◆ **Source extract**:
>>>>>
'Rosewood' Review: Hot Doctor In A Lukewarm Show

image

Morris Chestnut’s Dr. Beaumont Rosewood is one of those braggy know-it-alls that some viewers respond to because they like confidence and big smile, and other viewers turn away from because — well, they don’t like braggy know-it-alls. The “top private pathologist in Miami,” as he bills himself, Dr. Rosewood is always hustling the local police department for customers — he needs the cops to need him to take a close squint at their freshly dead cadavers; otherwise, how will he make the payments on his bright yellow sports car?

In the premiere, the doctor meets the new cop in town, Det. Annalise Villa, played by Jaina Lee Ortiz. She’s dubious about him until she finds out the reason he’s such an energetic, sunny optimist — he has two holes in his heart, and tells her he’s bound to die “in the next decade.” Thus Rosewood — I almost wrote Deadwood — becomes a live-life-to-the-fullest medical drama. Which in theory is a welcome contrast to yet another dark, gritty, people-are-rotten drama, except that Rosewood still seems like something you’ve watched before. It’s like Burn Notice meets Royal Pains interrupted by Cops.
<<<<<
◆ **Work required**:
Write out the whole Rosewood review again, word for word.

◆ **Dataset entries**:
>>>>>
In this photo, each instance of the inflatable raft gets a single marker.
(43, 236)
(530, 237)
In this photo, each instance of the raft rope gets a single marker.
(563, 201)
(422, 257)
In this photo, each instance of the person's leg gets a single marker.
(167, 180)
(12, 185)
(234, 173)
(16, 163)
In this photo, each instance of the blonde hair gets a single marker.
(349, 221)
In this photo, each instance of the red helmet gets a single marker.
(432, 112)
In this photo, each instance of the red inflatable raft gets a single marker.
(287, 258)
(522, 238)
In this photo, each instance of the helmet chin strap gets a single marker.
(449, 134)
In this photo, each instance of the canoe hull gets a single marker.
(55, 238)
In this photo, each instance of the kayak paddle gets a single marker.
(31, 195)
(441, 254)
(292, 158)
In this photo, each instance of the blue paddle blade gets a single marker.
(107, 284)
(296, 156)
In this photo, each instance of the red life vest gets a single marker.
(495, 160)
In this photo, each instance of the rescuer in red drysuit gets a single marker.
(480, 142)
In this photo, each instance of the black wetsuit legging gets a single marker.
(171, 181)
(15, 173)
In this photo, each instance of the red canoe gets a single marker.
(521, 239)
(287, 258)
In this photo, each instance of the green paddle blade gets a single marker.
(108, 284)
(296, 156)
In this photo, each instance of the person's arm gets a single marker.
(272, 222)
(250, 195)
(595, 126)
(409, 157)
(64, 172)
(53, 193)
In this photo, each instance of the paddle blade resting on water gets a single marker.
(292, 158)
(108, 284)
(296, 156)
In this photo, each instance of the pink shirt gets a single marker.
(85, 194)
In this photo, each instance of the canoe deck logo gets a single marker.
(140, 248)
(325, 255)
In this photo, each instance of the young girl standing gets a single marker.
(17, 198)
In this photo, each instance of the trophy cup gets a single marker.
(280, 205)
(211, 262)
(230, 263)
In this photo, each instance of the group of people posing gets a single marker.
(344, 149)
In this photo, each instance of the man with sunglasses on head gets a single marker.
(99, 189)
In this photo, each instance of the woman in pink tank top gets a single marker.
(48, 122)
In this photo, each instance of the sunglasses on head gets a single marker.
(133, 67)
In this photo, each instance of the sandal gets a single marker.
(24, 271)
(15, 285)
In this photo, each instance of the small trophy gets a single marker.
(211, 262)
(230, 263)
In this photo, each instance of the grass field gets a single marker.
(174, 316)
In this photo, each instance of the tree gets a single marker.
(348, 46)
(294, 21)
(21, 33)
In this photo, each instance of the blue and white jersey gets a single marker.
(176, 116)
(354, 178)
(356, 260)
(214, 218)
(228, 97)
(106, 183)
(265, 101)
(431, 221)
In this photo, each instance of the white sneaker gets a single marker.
<<<<<
>>>>>
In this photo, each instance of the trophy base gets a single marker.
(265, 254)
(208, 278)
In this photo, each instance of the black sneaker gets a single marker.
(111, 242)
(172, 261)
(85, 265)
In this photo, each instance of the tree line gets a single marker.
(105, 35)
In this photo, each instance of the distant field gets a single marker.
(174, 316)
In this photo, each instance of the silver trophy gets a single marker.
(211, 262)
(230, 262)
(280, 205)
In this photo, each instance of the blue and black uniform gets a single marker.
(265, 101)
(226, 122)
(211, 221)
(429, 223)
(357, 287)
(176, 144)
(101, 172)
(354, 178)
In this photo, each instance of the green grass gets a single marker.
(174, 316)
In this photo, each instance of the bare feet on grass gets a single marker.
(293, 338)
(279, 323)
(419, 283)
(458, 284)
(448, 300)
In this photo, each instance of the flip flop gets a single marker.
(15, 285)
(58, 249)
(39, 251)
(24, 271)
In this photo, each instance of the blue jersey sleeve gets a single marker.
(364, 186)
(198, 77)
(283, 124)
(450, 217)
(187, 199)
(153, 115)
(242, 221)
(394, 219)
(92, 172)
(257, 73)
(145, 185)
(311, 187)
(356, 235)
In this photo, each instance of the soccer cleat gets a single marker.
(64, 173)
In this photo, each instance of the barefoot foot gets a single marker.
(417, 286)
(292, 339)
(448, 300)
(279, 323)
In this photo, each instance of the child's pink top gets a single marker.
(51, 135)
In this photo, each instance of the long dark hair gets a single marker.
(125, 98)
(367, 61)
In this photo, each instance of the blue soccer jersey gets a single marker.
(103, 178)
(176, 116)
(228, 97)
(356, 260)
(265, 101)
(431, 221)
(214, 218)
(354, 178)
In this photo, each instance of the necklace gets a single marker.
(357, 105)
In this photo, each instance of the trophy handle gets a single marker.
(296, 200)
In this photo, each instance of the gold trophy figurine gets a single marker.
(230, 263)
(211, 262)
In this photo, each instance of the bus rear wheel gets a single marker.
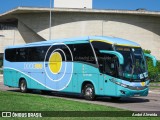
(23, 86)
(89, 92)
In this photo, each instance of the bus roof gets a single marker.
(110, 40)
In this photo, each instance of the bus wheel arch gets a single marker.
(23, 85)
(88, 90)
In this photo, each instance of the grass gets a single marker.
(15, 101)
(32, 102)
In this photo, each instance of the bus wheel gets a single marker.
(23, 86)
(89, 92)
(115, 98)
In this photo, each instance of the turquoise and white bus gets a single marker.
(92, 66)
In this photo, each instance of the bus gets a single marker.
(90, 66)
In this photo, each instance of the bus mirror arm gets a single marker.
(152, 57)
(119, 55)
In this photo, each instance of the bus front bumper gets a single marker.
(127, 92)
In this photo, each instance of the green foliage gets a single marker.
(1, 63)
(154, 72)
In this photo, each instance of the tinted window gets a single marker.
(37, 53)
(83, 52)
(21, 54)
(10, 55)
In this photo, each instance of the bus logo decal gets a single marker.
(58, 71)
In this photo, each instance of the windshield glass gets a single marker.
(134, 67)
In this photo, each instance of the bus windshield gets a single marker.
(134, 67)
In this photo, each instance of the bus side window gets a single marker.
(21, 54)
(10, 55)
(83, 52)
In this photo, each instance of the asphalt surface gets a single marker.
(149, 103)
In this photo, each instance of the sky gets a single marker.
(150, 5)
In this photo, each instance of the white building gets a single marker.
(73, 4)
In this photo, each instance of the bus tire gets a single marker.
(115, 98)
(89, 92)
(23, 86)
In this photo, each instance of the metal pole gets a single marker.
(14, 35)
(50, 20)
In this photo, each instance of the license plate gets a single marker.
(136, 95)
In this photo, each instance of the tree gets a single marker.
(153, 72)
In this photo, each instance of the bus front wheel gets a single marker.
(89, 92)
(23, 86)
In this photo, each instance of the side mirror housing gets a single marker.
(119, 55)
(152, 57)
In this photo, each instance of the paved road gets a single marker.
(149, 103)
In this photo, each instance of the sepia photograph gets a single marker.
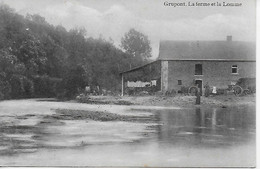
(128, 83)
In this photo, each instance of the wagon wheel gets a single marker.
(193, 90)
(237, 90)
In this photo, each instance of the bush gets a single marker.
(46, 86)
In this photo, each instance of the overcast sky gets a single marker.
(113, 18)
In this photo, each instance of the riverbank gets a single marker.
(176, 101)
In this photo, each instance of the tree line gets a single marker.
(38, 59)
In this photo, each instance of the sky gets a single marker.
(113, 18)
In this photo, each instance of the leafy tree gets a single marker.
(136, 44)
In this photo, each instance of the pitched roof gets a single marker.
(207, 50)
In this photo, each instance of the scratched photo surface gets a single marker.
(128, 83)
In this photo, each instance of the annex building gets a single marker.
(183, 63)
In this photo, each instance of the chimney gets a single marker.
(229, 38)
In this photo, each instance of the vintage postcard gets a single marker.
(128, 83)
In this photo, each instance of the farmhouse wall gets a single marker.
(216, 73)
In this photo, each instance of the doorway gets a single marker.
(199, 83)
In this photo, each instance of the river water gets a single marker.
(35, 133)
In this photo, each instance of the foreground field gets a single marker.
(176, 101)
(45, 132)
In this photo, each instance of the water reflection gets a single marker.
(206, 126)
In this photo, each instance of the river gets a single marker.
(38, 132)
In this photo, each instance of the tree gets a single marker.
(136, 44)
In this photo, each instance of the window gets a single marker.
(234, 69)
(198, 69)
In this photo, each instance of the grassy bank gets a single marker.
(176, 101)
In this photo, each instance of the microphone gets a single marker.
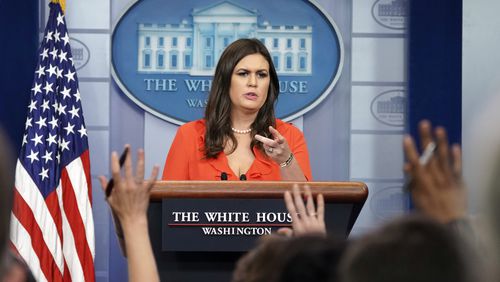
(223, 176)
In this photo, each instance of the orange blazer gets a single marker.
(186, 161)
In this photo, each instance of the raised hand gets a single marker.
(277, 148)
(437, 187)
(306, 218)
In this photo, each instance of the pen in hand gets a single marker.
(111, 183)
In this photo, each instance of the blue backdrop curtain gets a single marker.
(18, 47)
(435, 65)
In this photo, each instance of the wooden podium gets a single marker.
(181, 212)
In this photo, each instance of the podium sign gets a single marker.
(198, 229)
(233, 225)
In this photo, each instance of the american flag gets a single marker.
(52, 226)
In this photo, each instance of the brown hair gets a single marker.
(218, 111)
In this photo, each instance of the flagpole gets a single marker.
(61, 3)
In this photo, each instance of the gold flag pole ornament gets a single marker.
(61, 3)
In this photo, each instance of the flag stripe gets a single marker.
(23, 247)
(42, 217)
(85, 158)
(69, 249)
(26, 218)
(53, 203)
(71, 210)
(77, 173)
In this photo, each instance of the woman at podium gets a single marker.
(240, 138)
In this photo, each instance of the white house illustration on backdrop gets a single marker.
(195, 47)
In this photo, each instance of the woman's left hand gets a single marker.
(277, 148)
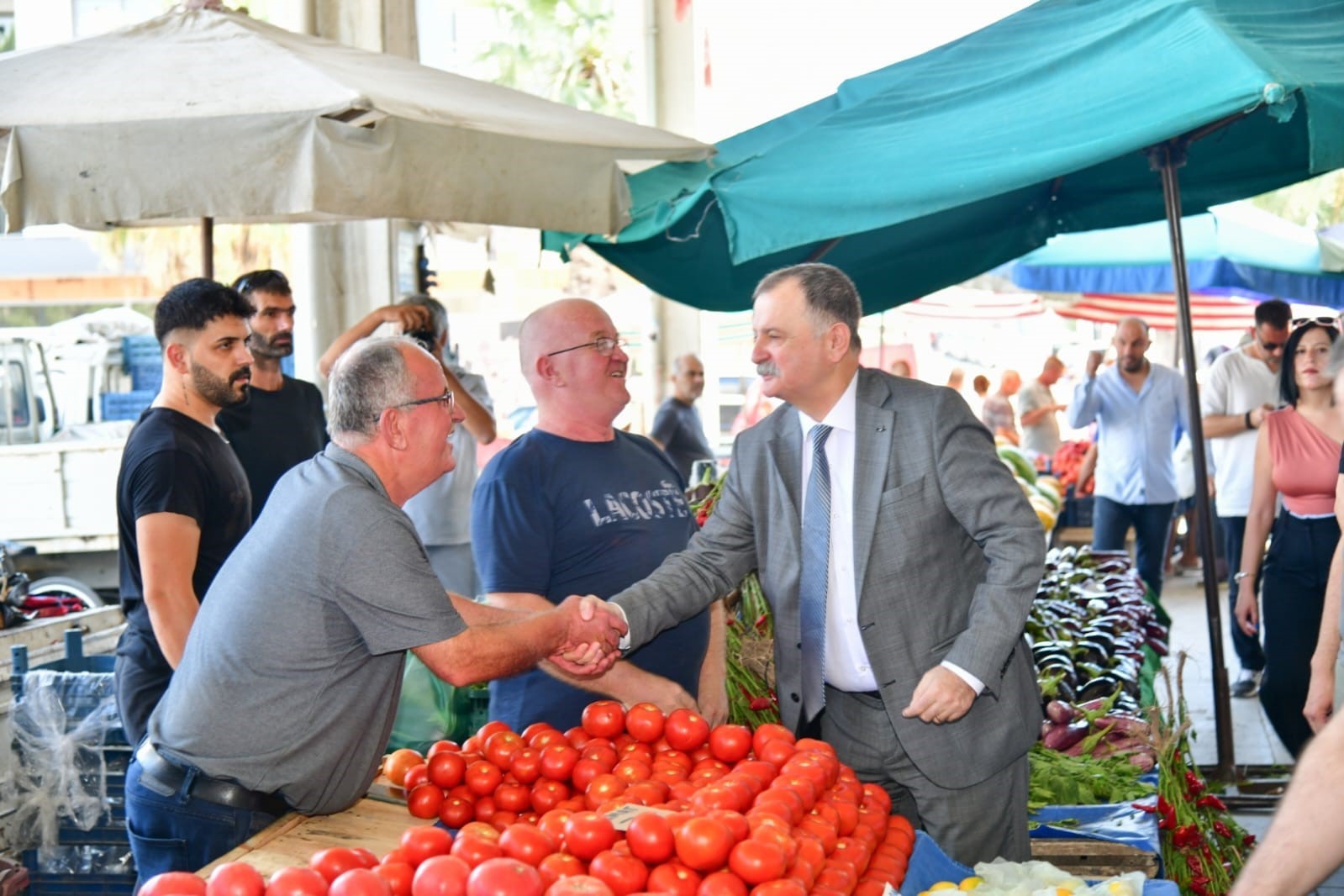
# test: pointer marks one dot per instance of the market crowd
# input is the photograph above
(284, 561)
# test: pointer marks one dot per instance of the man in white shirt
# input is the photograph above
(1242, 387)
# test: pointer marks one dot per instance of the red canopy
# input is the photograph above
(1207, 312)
<<<<<
◆ **Written response**:
'Rosewood' Review: Hot Doctor In A Lukewarm Show

image

Morris Chestnut’s Dr. Beaumont Rosewood is one of those braggy know-it-alls that some viewers respond to because they like confidence and big smile, and other viewers turn away from because — well, they don’t like braggy know-it-alls. The “top private pathologist in Miami,” as he bills himself, Dr. Rosewood is always hustling the local police department for customers — he needs the cops to need him to take a close squint at their freshly dead cadavers; otherwise, how will he make the payments on his bright yellow sports car?

In the premiere, the doctor meets the new cop in town, Det. Annalise Villa, played by Jaina Lee Ortiz. She’s dubious about him until she finds out the reason he’s such an energetic, sunny optimist — he has two holes in his heart, and tells her he’s bound to die “in the next decade.” Thus Rosewood — I almost wrote Deadwood — becomes a live-life-to-the-fullest medical drama. Which in theory is a welcome contrast to yet another dark, gritty, people-are-rotten drama, except that Rosewood still seems like something you’ve watched before. It’s like Burn Notice meets Royal Pains interrupted by Cops.